+++ 本文 +++
説明

フロ―制御方法

【課題】 ATMのABR上で使用した場合でも、転送レートの変動を抑制できスループットの低下を回避する。
【解決手段】 レイヤ4処理部12において、下位レイヤ処理部13から通知された時刻Ti のデータ転送レートS(Ti )と、それに対応するラウンドトリップタイムRTTとの積と、過去に算出した1つ以上の輻輳ウィンドウサイズcwnd(Ti-1 )‥を用いて、時刻Ti の輻輳ウィンドウサイズcwnd(Ti )を算出し、これに基づき送信ウィンドウサイズを決定する。

【発明の詳細な説明】
【0001】
【発明の属する技術分野】本発明は、フロー制御方法に関し、特にOSI参照モデルのレイヤ4プロトコルとして、逐次算出した送信ウィンドウサイズに基づきデータパケットを送信することにより輻輳制御を行うフロー制御方法に関するものである。
【0002】
【従来の技術】異機種データ通信ノードの相互接続を実現するOSI参照モデルのレイヤ4プロトコルであるTCP(Transmission Control Protocol)は、現在、インターネットで確実なデータ転送を行うために広く使用されている。最近、固定長のパケットすなわちセルを非同期で転送するATM(Asynchronous Transfer mode:非同期転送モード)において、バースト的に生成されるデータを任意の使用可能な速度で転送するABR(Available Bit Rate:使用可能速度)サービス上で、TCPを使用することに関心が強まっている。
【0003】一方、通信帯域の確保という概念がなかったインターネットでも、帯域幅が保証された通信に対する要求も高まっており、このような帯域幅保証環境下でTCPを使用する必要性もある。しかしながら、従来のTCPは、異機種コンピュータ・システムの相互接続性を重視するという観点から、ネットワークからのいかなる帯域幅情報をも使用せず、TCP独自のフロー制御方法をとっている。
【0004】すなわち、このフロー制御方法によれば、受信側からのデータ送達確認の通知に応じて、送信可能なデータ量を示す送信ウィンドウサイズが徐々に拡大されるものとなる。そして、ネットワークで輻輳状態が発生したと推測された場合は、そのウィンドウサイズが直ちに削減される。
【0005】
【発明が解決しようとする課題】しかしながら、このような従来のフロー制御方法では、受信側から通知されるデータ送達確認に基づきネットワークの状況を独自に判断して、ウィンドウサイズを増減させることにより試行錯誤的に輻輳制御を行っているため、これをATMのABRのように、端末に対し使用可能な転送レートすなわち通信帯域幅を通知してフロー制御を行う下位レイヤプロトコル上で使用した場合は、転送レートが不安定になりスループットが低下するという問題点があった。本発明はこのような課題を解決するためのものであり、ATMのABR上で使用した場合でも、転送レートの変動を抑制できスループットの低下を回避できるフロー制御方法を提供することを目的としている。
+++ 提供資料 +++
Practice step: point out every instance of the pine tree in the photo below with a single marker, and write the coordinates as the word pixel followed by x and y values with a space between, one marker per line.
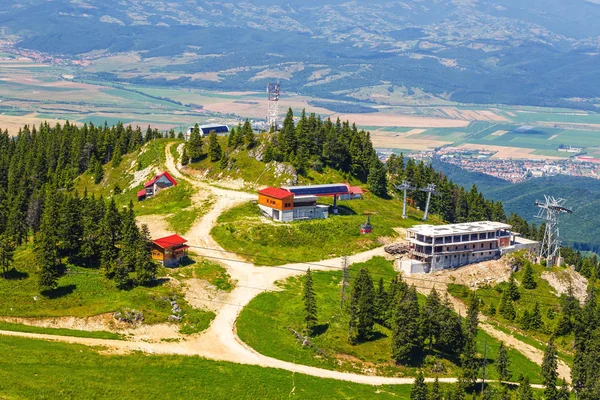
pixel 144 266
pixel 507 308
pixel 564 393
pixel 549 371
pixel 419 388
pixel 407 339
pixel 310 303
pixel 361 308
pixel 436 391
pixel 513 290
pixel 381 302
pixel 194 145
pixel 46 244
pixel 528 279
pixel 214 148
pixel 249 137
pixel 525 392
pixel 535 321
pixel 7 250
pixel 503 363
pixel 431 317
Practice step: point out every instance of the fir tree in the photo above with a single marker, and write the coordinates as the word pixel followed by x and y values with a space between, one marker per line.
pixel 436 391
pixel 525 392
pixel 249 137
pixel 214 148
pixel 431 317
pixel 310 303
pixel 549 371
pixel 361 308
pixel 407 339
pixel 46 244
pixel 144 266
pixel 377 179
pixel 512 289
pixel 381 302
pixel 7 250
pixel 193 146
pixel 419 388
pixel 502 364
pixel 528 279
pixel 507 308
pixel 564 393
pixel 535 322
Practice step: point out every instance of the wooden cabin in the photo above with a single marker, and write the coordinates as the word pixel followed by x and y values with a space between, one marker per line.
pixel 156 184
pixel 170 250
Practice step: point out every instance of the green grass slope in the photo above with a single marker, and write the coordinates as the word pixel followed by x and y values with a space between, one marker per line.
pixel 264 324
pixel 244 230
pixel 42 370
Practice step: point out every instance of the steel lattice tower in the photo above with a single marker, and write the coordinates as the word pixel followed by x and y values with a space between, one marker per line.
pixel 430 189
pixel 404 187
pixel 549 211
pixel 273 107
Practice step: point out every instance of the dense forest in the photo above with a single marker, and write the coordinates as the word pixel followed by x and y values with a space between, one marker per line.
pixel 37 171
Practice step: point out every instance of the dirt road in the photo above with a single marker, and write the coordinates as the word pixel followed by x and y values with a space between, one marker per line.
pixel 220 341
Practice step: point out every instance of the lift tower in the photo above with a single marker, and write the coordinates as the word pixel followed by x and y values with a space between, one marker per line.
pixel 405 187
pixel 549 211
pixel 273 106
pixel 430 189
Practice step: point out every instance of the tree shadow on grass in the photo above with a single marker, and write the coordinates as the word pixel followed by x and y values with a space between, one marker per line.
pixel 319 329
pixel 59 292
pixel 14 275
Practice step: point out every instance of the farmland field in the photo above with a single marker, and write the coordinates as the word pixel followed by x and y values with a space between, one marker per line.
pixel 33 92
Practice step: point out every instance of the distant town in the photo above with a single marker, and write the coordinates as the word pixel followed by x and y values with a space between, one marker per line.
pixel 512 169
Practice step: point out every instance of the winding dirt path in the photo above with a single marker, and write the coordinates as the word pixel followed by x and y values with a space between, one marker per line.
pixel 220 341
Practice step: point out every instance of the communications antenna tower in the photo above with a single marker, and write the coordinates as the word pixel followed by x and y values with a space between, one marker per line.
pixel 405 187
pixel 273 107
pixel 430 189
pixel 549 211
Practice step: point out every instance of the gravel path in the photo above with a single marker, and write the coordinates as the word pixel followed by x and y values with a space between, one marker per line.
pixel 220 341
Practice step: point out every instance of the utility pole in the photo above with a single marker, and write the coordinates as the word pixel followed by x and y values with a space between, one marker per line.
pixel 430 189
pixel 344 280
pixel 484 364
pixel 405 186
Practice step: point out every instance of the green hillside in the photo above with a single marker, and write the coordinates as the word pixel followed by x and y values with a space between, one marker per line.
pixel 580 229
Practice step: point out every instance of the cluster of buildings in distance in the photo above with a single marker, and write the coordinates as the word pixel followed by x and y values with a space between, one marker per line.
pixel 514 170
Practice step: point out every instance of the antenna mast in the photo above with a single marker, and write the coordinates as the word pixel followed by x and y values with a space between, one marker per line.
pixel 549 211
pixel 273 107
+++
設問 A:
フロー制御方法の説明文について、次の問いに答えなさい。
(i) TCPは、OSI参照モデルのどのレイヤのプロトコルとされているか。
(ii) 従来のフロー制御方法では、ネットワークで輻輳状態が発生したと推測された場合、ウィンドウサイズはどうなるか。
(iii) 解決手段において、時刻Ti の輻輳ウィンドウサイズcwnd(Ti )を算出する際、過去に算出した輻輳ウィンドウサイズとともに用いられるのは何か。
設問 B:
フロー制御方法の説明文について、最後の段落の後に続く部分を書きなさい。

解答 A:
(i) レイヤ4
(ii) 直ちに削減される。
(iii) 下位レイヤ処理部13から通知された時刻Ti のデータ転送レートS(Ti )と、それに対応するラウンドトリップタイムRTTとの積

解答 B:
【0006】
【課題を解決するための手段】このような目的を達成するために、本発明によるフロー制御方法は、送信エンドノードに、下位レイヤプロトコルとして、レイヤ4からのデータパケットをATMセルに分解して転送する下位レイヤ処理部と、この下位レイヤ処理部から通知された各時刻ごとのデータ転送レートと、レイヤ4上で受信エンドノードまでパケットが往復するのに要するラウンドトリップタイムとを用いて輻輳ウィンドウサイズを算出し、この輻輳ウィンドウサイズと受信告知ウィンドウサイズとを用いて決定した送信ウィンドウサイズの範囲内で下位レイヤ処理部に対してデータパケットを出力することによりフロー制御を行うレイヤ4処理部とを設けたものである。
【0007】そして、レイヤ4処理部において、下位レイヤ処理部から通知された最新のデータ転送レートと、それに対応するラウンドトリップタイムとの積と、過去に算出した1つ以上の輻輳ウィンドウサイズを用いて、最新の輻輳ウィンドウサイズを算出するようにしたものである。具体的には、レイヤ4処理部において、通信開始から順次算出したすべての輻輳ウィンドウサイズと前記積との平均値を最新の輻輳ウィンドウサイズとして算出するようにしたものである。
【0008】また、直前に算出した1つの輻輳ウィンドウサイズと前記積との平均値を最新の輻輳ウィンドウサイズとして算出するようにしたものである。また、直前に算出した所定数の輻輳ウィンドウサイズと前記積との平均値を最新の輻輳ウィンドウサイズとして算出するようにしたものである。また、直前に算出した輻輳ウィンドウサイズおよび前記積に対して、その和が1となる2つの係数をそれぞれ乗算し、これら乗算結果の和を最新の輻輳ウィンドウサイズとして算出するようにしたものである。
【0009】
【発明の実施の形態】次に、本発明について図面を参照して説明する。図1は本発明の一実施の形態であるフロー制御方法が適用されるデータ通信システムの一例を示すブロック図である。同図において、送信エンドノード1と受信エンドノード2は、複数の中継ノード14,15(例えば、スイッチなど)からなるネットワーク3を介して接続されており、ネットワーク3に所定のコネクションを設定し、そのコネクションを介してパケットによりデータ通信を行う。
【0010】送信エンドノード1および受信エンドノード2は、同様の構成をなしており、アプリケーション(AP)処理部11は、上位レイヤでのアプリケーションを実行する処理部である。また、レイヤ4処理部12は、コネクションの設定解放、フロー制御などに基づいてパケットによるデータ送受信を行う処理部、下位レイヤ処理部13は、ATMのABR(Available Bit Rate:使用可能速度)サービスを用いてレイヤ4処理部12から出力されたデータパケットを送受信する処理部である。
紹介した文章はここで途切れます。